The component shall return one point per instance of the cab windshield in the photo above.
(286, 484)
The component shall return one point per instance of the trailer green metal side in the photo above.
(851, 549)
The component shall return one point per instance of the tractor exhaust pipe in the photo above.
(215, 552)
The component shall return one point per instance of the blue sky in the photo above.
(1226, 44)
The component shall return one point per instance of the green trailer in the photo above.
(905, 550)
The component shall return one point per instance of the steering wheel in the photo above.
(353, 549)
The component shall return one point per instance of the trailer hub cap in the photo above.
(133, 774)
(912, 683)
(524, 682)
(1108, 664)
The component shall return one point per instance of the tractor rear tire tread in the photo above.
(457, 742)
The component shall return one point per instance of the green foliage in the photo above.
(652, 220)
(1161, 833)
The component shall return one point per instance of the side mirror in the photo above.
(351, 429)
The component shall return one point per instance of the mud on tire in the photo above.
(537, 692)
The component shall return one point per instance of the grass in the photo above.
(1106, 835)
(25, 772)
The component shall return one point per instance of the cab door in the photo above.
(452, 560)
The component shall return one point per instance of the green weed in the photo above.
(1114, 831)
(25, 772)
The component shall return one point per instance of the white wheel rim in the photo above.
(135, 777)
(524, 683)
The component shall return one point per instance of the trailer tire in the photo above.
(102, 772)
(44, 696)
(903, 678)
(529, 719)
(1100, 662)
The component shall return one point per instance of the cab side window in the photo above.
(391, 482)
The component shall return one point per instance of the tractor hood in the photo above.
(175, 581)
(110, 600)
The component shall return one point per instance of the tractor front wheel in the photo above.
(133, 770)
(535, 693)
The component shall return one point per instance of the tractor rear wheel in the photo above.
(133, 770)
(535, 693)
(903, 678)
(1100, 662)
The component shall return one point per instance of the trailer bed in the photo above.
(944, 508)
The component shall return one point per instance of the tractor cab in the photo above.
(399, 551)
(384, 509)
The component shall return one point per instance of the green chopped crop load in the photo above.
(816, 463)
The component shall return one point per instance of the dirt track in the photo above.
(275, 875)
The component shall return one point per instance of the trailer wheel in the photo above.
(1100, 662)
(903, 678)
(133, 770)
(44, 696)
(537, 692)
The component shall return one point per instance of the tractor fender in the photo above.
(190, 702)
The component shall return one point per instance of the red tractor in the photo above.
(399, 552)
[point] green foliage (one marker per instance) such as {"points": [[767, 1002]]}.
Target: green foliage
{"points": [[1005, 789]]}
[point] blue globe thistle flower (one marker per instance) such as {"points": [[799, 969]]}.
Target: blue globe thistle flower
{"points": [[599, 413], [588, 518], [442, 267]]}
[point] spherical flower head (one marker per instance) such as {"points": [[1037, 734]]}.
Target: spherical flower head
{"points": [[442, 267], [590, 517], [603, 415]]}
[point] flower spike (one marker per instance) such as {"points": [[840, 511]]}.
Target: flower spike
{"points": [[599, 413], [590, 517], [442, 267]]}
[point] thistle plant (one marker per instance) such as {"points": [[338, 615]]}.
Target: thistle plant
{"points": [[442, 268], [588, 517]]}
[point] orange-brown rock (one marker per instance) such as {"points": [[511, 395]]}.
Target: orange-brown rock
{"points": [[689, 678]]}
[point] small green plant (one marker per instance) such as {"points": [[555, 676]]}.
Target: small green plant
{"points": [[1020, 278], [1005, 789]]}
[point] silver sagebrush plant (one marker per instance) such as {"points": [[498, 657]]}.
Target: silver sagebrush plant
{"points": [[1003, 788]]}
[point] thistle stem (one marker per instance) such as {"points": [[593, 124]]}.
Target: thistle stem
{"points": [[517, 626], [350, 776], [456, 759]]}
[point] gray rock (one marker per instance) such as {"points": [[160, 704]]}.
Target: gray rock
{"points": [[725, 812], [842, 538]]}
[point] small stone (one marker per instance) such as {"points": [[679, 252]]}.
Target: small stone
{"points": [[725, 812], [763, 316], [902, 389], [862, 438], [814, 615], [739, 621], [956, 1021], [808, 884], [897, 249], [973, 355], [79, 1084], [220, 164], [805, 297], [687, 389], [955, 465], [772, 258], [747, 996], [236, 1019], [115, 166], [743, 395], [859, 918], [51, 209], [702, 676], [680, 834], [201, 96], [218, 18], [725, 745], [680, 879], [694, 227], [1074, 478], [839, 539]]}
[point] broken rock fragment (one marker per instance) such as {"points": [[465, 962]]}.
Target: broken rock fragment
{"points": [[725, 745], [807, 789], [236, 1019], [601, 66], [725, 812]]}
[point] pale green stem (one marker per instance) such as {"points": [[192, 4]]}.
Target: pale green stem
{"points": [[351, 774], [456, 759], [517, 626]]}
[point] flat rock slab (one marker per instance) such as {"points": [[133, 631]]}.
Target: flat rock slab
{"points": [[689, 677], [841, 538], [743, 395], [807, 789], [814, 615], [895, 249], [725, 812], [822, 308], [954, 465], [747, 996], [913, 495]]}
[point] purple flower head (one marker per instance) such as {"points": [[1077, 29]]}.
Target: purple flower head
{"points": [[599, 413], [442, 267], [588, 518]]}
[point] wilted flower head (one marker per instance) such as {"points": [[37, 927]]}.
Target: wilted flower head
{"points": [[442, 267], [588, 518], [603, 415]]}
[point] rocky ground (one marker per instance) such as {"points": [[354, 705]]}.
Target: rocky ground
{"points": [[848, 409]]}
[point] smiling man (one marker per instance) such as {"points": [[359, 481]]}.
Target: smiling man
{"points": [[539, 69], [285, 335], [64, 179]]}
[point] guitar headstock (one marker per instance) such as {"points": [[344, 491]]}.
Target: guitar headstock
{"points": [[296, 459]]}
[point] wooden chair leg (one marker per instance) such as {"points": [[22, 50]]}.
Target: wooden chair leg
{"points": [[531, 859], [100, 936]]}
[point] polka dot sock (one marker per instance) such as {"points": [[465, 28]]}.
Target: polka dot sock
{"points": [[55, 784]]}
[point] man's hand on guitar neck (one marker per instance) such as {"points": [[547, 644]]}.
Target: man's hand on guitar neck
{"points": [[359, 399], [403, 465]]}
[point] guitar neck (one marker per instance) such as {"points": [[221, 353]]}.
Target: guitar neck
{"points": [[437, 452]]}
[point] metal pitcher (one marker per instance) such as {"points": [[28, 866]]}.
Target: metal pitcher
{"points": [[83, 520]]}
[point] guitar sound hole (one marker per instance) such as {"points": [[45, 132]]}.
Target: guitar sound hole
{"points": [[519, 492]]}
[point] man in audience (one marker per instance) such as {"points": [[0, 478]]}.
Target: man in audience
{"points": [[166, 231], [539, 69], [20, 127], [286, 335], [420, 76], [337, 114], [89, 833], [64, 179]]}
----
Hand back the material above in full, exactly as written.

* **Complete response**:
The component shall return one point per instance of the cab windshield in the photo above.
(286, 484)
The component shall return one point per instance of the trailer green metal side in the photo above.
(851, 549)
The component shall return one point per instance of the tractor exhaust pipe in the photo above.
(215, 552)
The component shall return one point per instance of the blue sky in the photo above.
(1226, 44)
The component shall return one point per instance of the green trailer in the photo above.
(905, 550)
The component shall return one point per instance of the steering wheel in the photo above.
(353, 549)
The component shall return one point per instance of the trailer hub cap in the photo above.
(133, 774)
(912, 683)
(524, 682)
(1108, 664)
The component shall return one point per instance of the tractor rear tire tread in the photo above.
(457, 742)
The component shall return one point per instance of the green foliage in the photo above.
(652, 220)
(1161, 833)
The component shall return one point per instance of the side mirror in the photo above.
(351, 429)
The component shall return one point per instance of the mud on tire in the photo above.
(537, 692)
The component shall return one point per instance of the grass in the photo above.
(1106, 835)
(25, 772)
The component shall return one point per instance of the cab door in the photo above.
(452, 560)
The component shall return one point per instance of the green weed in the photo above.
(1114, 831)
(25, 772)
The component shall return one point per instance of the white wheel rim in the photo above.
(135, 777)
(524, 683)
The component shall return one point per instance of the trailer tire in the photo above.
(102, 772)
(44, 696)
(903, 678)
(529, 719)
(1100, 662)
The component shall return one point per instance of the cab side window in the photo above.
(391, 482)
The component shall return one point per instance of the tractor hood in the photo above.
(175, 581)
(110, 600)
The component shall return one point per instance of the tractor front wheel in the photo above.
(133, 770)
(535, 693)
The component shall return one point per instance of the tractor rear wheel in the photo above.
(133, 770)
(535, 693)
(903, 678)
(1100, 662)
The component shall return one point per instance of the trailer bed in the photo above.
(944, 508)
The component shall return one point per instance of the tractor cab in the photo above.
(399, 551)
(384, 509)
The component shall return one point per instance of the green chopped crop load in the photo above.
(816, 463)
The component shall return one point per instance of the dirt track in the photo above.
(275, 875)
The component shall return one point per instance of the trailer wheel in the photo above.
(1100, 662)
(903, 678)
(133, 770)
(44, 696)
(537, 692)
The component shall return one point per instance of the tractor fender in the photo above.
(190, 702)
The component shall return one point per instance of the red tractor in the photo above.
(399, 552)
[point] green foliage (one marker per instance) such as {"points": [[767, 1002]]}.
Target: green foliage
{"points": [[1005, 789]]}
[point] blue globe thistle flower (one marker per instance) such as {"points": [[799, 969]]}.
Target: blue globe thistle flower
{"points": [[599, 413], [588, 518], [442, 267]]}
[point] spherical flower head (one marker per instance) such as {"points": [[1037, 734]]}.
Target: spherical flower head
{"points": [[442, 267], [590, 517], [603, 415]]}
[point] flower spike (one marker per instance) such as {"points": [[840, 511]]}.
Target: flower spike
{"points": [[599, 413], [590, 517], [442, 267]]}
[point] thistle plant (one marker per instance) such as {"points": [[338, 615]]}.
Target: thistle plant
{"points": [[442, 268], [588, 517]]}
[point] orange-brown rock (one marker per instance) such as {"points": [[511, 395]]}.
Target: orange-brown rock
{"points": [[689, 678]]}
[point] small green plant (one marker per instance) such as {"points": [[555, 676]]}.
Target: small green plant
{"points": [[1020, 278], [1005, 789]]}
[point] silver sagebrush plant (one marker per instance) such as {"points": [[498, 657]]}.
Target: silver sagebrush plant
{"points": [[1003, 788]]}
[point] thistle stem (one marker per instance) such as {"points": [[593, 124]]}.
Target: thistle stem
{"points": [[517, 626], [350, 776], [456, 759]]}
[point] gray rock (one marker per instance) such as {"points": [[160, 704]]}.
Target: gray rock
{"points": [[725, 812], [842, 538]]}
[point] small stone (one marker per instance) such as {"points": [[679, 252]]}.
Target: small stone
{"points": [[725, 812], [763, 316], [902, 389], [862, 438], [814, 615], [739, 621], [956, 1021], [808, 884], [897, 249], [973, 355], [79, 1084], [220, 164], [805, 297], [687, 389], [955, 465], [772, 258], [747, 996], [236, 1019], [115, 166], [743, 395], [859, 918], [51, 209], [702, 676], [680, 834], [201, 96], [218, 18], [725, 745], [680, 879], [694, 227], [1074, 478], [839, 539]]}
[point] broken rock fragment (one marker per instance) such as {"points": [[465, 962]]}.
Target: broken rock fragment
{"points": [[725, 745], [807, 789], [236, 1019], [601, 66], [725, 812]]}
[point] pale green stem (one marker per instance) such as {"points": [[192, 4]]}.
Target: pale green stem
{"points": [[351, 774], [456, 759], [517, 626]]}
[point] flat rock slab (one marker per instance) such as {"points": [[133, 631]]}.
Target: flat rock slab
{"points": [[689, 677], [841, 538], [743, 395], [807, 789], [814, 615], [895, 249], [725, 812], [822, 308], [954, 465], [747, 996], [913, 495]]}
[point] purple flower head (one marker per instance) such as {"points": [[1077, 29]]}.
Target: purple flower head
{"points": [[599, 413], [442, 267], [588, 518]]}
[point] wilted flower head (one marker per instance) such as {"points": [[37, 927]]}.
Target: wilted flower head
{"points": [[442, 267], [588, 518], [603, 415]]}
[point] rocky ground (one marker per instance) such as {"points": [[354, 705]]}.
Target: rocky ground
{"points": [[848, 409]]}
[point] smiling man (one marker per instance) such as {"points": [[359, 481]]}.
Target: smiling man
{"points": [[539, 69], [285, 335], [64, 179]]}
[point] guitar headstock (one marker per instance) such as {"points": [[344, 491]]}.
Target: guitar headstock
{"points": [[296, 459]]}
[point] wooden chair leg (one marker per instance) such as {"points": [[22, 50]]}.
Target: wooden chair leg
{"points": [[531, 859], [100, 936]]}
[point] polka dot sock (one marker per instance) such as {"points": [[465, 28]]}.
Target: polka dot sock
{"points": [[55, 784]]}
[point] man's hand on guitar neck (one marker per instance) such as {"points": [[547, 644]]}.
Target: man's hand on guitar neck
{"points": [[359, 399], [403, 465]]}
[point] guitar neck (one marker per instance) such as {"points": [[221, 353]]}.
Target: guitar neck
{"points": [[437, 452]]}
[point] metal pitcher (one marker per instance) such as {"points": [[28, 866]]}.
Target: metal pitcher
{"points": [[83, 520]]}
[point] guitar sound hole (one marker per instance) such as {"points": [[45, 132]]}.
Target: guitar sound hole
{"points": [[519, 492]]}
[point] man in audience (one marker per instance) such as {"points": [[0, 478]]}.
Target: man in audience
{"points": [[166, 231], [539, 69], [20, 127], [286, 335], [420, 76], [337, 114], [89, 833], [64, 179]]}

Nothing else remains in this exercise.